» Dataset content:
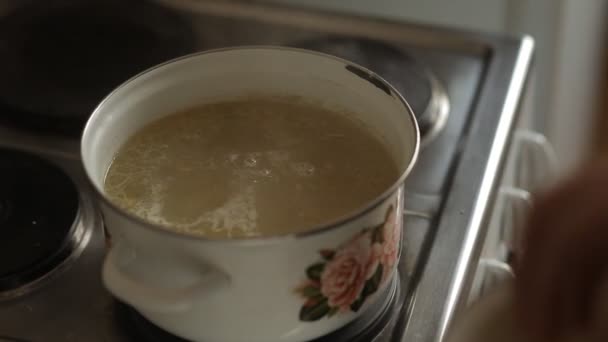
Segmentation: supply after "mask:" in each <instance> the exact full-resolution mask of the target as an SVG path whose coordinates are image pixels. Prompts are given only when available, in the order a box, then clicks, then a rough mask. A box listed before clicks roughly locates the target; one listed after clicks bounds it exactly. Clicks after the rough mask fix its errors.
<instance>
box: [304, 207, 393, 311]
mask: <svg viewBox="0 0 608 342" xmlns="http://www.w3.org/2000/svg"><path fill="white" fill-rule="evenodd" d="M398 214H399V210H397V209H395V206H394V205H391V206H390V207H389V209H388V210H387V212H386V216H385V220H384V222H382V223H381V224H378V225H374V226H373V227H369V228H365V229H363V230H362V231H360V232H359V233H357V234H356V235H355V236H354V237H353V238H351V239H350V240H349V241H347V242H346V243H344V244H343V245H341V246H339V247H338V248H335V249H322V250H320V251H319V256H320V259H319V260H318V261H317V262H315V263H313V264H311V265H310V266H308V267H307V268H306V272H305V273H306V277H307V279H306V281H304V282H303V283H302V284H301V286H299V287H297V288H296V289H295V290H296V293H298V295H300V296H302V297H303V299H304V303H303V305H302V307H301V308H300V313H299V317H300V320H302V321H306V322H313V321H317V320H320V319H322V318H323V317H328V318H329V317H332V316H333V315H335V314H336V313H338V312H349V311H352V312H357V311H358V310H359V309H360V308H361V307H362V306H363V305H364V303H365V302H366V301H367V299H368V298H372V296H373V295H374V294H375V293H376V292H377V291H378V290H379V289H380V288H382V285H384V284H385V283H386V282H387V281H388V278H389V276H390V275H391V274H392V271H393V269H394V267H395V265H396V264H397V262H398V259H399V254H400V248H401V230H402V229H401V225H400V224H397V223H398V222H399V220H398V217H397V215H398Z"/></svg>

==

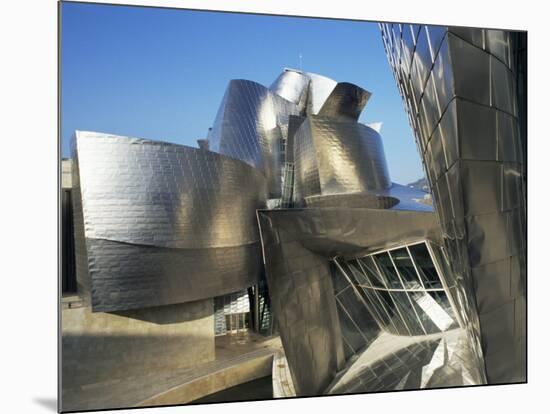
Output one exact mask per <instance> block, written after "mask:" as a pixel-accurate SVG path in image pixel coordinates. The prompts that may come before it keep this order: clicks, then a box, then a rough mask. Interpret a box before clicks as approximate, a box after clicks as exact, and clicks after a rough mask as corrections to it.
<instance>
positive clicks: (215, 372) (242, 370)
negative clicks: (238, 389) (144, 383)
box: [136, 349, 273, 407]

...

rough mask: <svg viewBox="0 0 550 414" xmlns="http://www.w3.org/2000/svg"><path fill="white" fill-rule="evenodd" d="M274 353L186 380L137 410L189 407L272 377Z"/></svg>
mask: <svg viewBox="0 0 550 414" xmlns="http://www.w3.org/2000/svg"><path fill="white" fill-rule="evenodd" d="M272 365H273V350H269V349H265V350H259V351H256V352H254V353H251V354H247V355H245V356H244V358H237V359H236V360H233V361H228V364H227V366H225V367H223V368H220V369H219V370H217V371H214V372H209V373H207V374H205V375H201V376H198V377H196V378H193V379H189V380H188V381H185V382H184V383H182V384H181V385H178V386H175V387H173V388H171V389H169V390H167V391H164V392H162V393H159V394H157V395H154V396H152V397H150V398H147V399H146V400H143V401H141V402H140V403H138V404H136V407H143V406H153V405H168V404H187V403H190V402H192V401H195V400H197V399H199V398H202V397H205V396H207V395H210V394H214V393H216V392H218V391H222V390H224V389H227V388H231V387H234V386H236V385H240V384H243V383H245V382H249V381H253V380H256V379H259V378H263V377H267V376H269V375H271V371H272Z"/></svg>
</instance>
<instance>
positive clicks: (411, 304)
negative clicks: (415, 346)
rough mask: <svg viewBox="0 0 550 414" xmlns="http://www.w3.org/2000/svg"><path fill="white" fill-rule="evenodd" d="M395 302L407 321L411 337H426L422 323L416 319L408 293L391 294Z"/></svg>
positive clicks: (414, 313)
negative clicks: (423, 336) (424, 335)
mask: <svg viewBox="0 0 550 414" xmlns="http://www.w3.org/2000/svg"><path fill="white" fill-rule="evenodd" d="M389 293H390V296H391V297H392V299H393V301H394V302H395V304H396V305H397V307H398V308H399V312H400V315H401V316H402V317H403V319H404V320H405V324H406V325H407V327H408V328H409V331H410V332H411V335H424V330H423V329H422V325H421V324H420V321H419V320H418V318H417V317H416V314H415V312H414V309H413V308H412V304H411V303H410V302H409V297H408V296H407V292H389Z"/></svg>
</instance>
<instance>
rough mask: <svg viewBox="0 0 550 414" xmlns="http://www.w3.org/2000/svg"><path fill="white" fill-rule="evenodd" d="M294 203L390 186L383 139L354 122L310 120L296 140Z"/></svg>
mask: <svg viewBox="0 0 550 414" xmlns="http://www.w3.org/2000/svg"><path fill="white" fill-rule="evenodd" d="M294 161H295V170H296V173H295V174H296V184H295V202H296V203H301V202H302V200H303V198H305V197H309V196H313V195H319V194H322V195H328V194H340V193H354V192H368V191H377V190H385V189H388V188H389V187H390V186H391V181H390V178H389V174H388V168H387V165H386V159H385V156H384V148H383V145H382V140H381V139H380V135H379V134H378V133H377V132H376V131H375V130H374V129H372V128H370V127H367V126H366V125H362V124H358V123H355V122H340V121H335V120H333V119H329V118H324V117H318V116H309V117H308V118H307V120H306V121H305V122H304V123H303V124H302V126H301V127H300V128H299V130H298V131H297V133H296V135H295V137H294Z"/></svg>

» Work task:
Repeat everything from the line containing "Output one exact" down to the line containing "box: [136, 349, 273, 407]" word for word, both of those lines included.

» Exercise response:
Output one exact mask per <instance> block, written after "mask:" as a pixel-accurate SVG path in image pixel coordinates. The prompts that may come before it keep this order: clicks, then a box, then a rough mask. Interpret a box before clicks as approximate, a box after clicks as exact, and clicks after a rough mask as corrections to it.
<instance>
positive clicks: (215, 372) (242, 370)
negative clicks: (238, 389) (144, 383)
box: [136, 349, 273, 407]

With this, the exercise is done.